Quoted text:
◇ ◇ ◇ ◇
# ReLU activation function

Welcome to this hands-on exercise! 🎉  
In this notebook, you’ll implement one of the most fundamental components of neural networks: the **Rectified Linear Unit (ReLU)** activation function.  

## What are Activation Functions?

Activation functions transform the input of a neuron into an output that gets passed to the next layer.  
Without them, neural networks would only capture **linear** relationships — which isn’t enough for modeling real-world complexity.  

Think of it this way:  
👉 Going from **0 → 1 child** changes your banking behavior very differently than going from **3 → 4**. That’s non-linearity in action!  

---

### What is ReLU?

The **ReLU** activation function is defined as:

$$f(x) = \max(0, x)$$  

- If input > 0 → output = input  
- If input ≤ 0 → output = 0  

It’s simple, fast, and extremely common in deep learning.  


### Your Task

You need to implement the `relu` function that takes a numpy array as input and returns the ReLU transformation of that array. The function should work for both scalar values and arrays.

### Requirements

- Your function should handle both positive and negative numbers correctly
- It should work with numpy arrays of any shape
- The function should be vectorized (no loops needed!)
- Make sure to handle edge cases like zero values

Let’s get started by setting up our environment 👇

In [None]:
# Import necessary libraries
import numpy as np
import matplotlib.pyplot as plt

# Set up plotting
%matplotlib inline
plt.style.use('default')
np.random.seed(42)  # For reproducible results

## Exercise: Implement the ReLU Function

Complete the function below. You can use numpy functions to make your implementation efficient and vectorized.

In [None]:
def relu(x):
    """
    Implement the Rectified Linear Unit (ReLU) activation function.

    Args:
        x: Input array or scalar (numpy array or scalar)

    Returns:
        numpy array: ReLU transformation of the input

    Examples:
        >>> relu(3)
        3
        >>> relu(-2)
        0
        >>> relu([1, -1, 0, 2])
        array([1, 0, 0, 2])
    """
    # Convert input to numpy array if it's not already
    x = np.array(x)

    # TODO: Implement the ReLU function
    # Hint: You can use np.maximum() or np.where()

    # Your code goes here
    result = #your code goes here

    return result

## Test Your Implementation

Let's test your function with some simple examples first:

In [None]:
# Test with simple values
print("Testing with simple values:")
print(f"relu(5) = {relu(5)}")
print(f"relu(-3) = {relu(-3)}")
print(f"relu(0) = {relu(0)}")
◇ ◇ ◇ ◇
Task set:
1. Retype the passage of the ReLU exercise between "# ReLU activation" and "the next layer.", inclusive.
2. Which two numpy functions does the hint in the ReLU exercise suggest for implementing the function?

Given material:
◇ ◇ ◇ ◇
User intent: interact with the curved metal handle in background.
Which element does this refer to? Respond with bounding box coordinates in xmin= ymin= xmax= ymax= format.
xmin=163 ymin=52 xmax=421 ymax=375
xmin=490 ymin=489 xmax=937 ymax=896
◇ ◇ ◇ ◇
Final answers:
1.
# ReLU activation function

Welcome to this hands-on exercise! 🎉  
In this notebook, you’ll implement one of the most fundamental components of neural networks: the **Rectified Linear Unit (ReLU)** activation function.  

## What are Activation Functions?

Activation functions transform the input of a neuron into an output that gets passed to the next layer.

2. np.maximum() or np.where()